Фрагмент обсуждения -
________________________________________
# Аккордеоны Виктория, хочется услышать отзывы



## oleg45120 (3 Янв 2011)

Добрый день. После концерта Фрэнка Марокко положил глаз на Викторию. Дороговато, конечно, но по-моему очень сбалансированный инструмент (я имею ввиду готовую модель). Нравится как звучит и правая и бас. Хотелось бы услышать отзывы владельцев инструментов Виктория, а также их товарищей (по механике, эргономике, качеству). В Москве их совсем не много.


----------



## bombastic (3 Янв 2011)

у нас их ремонтируют на раз ( магазин находится на метро волковская, на бухарестской кажется.) (г С-ПБ)
мастер Морозов говорит, что ломаются любые итальянцы, хотя у них 
система "сделано навсегда"
и левая, и голосовая часть, не везде идеальна, хотя если инструмент очень дорогой они из кожи вон вылезут, чтобы ничего не ломалось..
ещё говорят у них голосовая компрессия и посадка резонаторов не ахти..
я думаю та виктория из красного лакированного дерева не сломается, та что у Френка Марокко была..


----------



## DiegoVaz3 (3 Янв 2011)

Тут на форуме говорят, что они задыхаются, что инстументы Галлиано и Марокко специально под них подогнаны, а так... Поищите сами. А у нас в США их называют Страдивари аккордеона.


----------



## oleg45120 (3 Янв 2011)

DiegoVaz3 писал:


> Тут на форуме говорят, что они задыхаются


 Я был в Италии у них на фабрике, играл на нескольких аккордеонах, ни один не задыхался. Хотя аккордеоны других фирм грешат этим. 
Вот только не пойму, в чем причина этого задыхания? Может кто подскажет?


----------



## bombastic (3 Янв 2011)

насколько мне известно, от качества посадки резонатора на корпус и качества стали (сборки), просто язычок в прекрасный момент перестаёт звучать из-за технологического просчета.


----------



## oleg45120 (3 Янв 2011)

Мне кажется, что тут дело не в голосах


----------
________________________________________
Что нужно сделать -
(1) Изложите обсуждение аккордеонов Виктория в двух предложениях.
(2) Перепишите дословно часть обсуждения аккордеонов Виктория: начните с того места, где стоят слова "мастер Морозов говорит, что", и остановитесь после слов "Френка Марокко была..".
(3) Определите, согласуются ли с обсуждением аккордеонов Виктория следующие утверждения: (a) oleg45120 бывал на фабрике в Италии; (b) в США эти аккордеоны называют Страдивари аккордеона; (c) в Москве аккордеонов Виктория много. На каждое ответьте «да» или «нет» и приведите решающие слова обсуждения в точности.
Записи, приведённые ниже, для работы не понадобятся.
________________________________________
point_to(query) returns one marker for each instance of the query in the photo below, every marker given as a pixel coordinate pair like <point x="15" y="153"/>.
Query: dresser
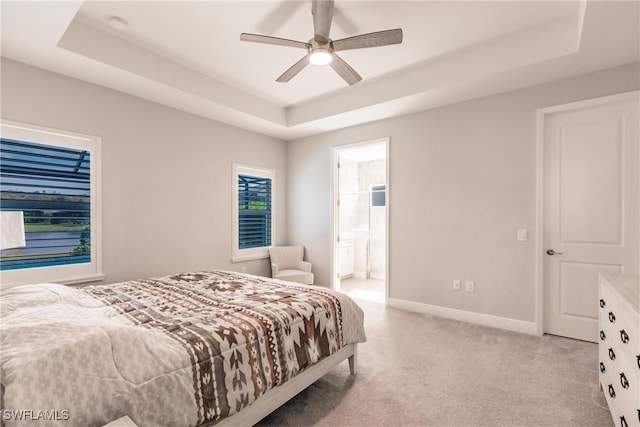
<point x="619" y="347"/>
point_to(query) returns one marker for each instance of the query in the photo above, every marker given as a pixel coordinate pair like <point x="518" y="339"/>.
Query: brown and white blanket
<point x="179" y="350"/>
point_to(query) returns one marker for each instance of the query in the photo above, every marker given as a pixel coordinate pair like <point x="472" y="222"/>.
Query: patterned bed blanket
<point x="179" y="350"/>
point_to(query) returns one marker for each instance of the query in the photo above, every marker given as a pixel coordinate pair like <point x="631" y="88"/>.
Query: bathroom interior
<point x="362" y="221"/>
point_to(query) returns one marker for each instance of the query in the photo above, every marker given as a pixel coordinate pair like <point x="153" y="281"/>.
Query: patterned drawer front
<point x="619" y="353"/>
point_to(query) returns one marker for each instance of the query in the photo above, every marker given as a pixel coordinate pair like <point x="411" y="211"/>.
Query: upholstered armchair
<point x="287" y="264"/>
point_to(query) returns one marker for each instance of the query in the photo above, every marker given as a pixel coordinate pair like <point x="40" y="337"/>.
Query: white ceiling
<point x="188" y="54"/>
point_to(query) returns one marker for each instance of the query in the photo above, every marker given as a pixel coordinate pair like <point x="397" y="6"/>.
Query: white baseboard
<point x="377" y="276"/>
<point x="466" y="316"/>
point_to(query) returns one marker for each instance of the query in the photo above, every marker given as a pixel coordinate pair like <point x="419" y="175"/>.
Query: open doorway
<point x="360" y="220"/>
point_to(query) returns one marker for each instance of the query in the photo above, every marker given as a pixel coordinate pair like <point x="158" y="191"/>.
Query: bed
<point x="203" y="348"/>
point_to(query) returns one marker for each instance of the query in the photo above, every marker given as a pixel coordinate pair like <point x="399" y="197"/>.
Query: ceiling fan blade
<point x="293" y="70"/>
<point x="322" y="11"/>
<point x="379" y="38"/>
<point x="257" y="38"/>
<point x="344" y="70"/>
________________________________________
Ответы по заданиям -
(1) Участник oleg45120 после концерта Фрэнка Марокко присматривается к аккордеонам Виктория и просит владельцев отозваться об их механике, эргономике и качестве. Ему отвечают, что в Санкт-Петербурге эти инструменты ремонтируют, а на форуме говорят, что они задыхаются, хотя в США их называют Страдивари аккордеона; сам oleg45120, игравший на нескольких аккордеонах на фабрике в Италии, задыхания не заметил.

(2)
мастер Морозов говорит, что ломаются любые итальянцы, хотя у них 
система "сделано навсегда"
и левая, и голосовая часть, не везде идеальна, хотя если инструмент очень дорогой они из кожи вон вылезут, чтобы ничего не ломалось..
ещё говорят у них голосовая компрессия и посадка резонаторов не ахти..
я думаю та виктория из красного лакированного дерева не сломается, та что у Френка Марокко была..

(3)
(a) Да: «Я был в Италии у них на фабрике».
(b) Да: «А у нас в США их называют Страдивари аккордеона».
(c) Нет: «В Москве их совсем не много».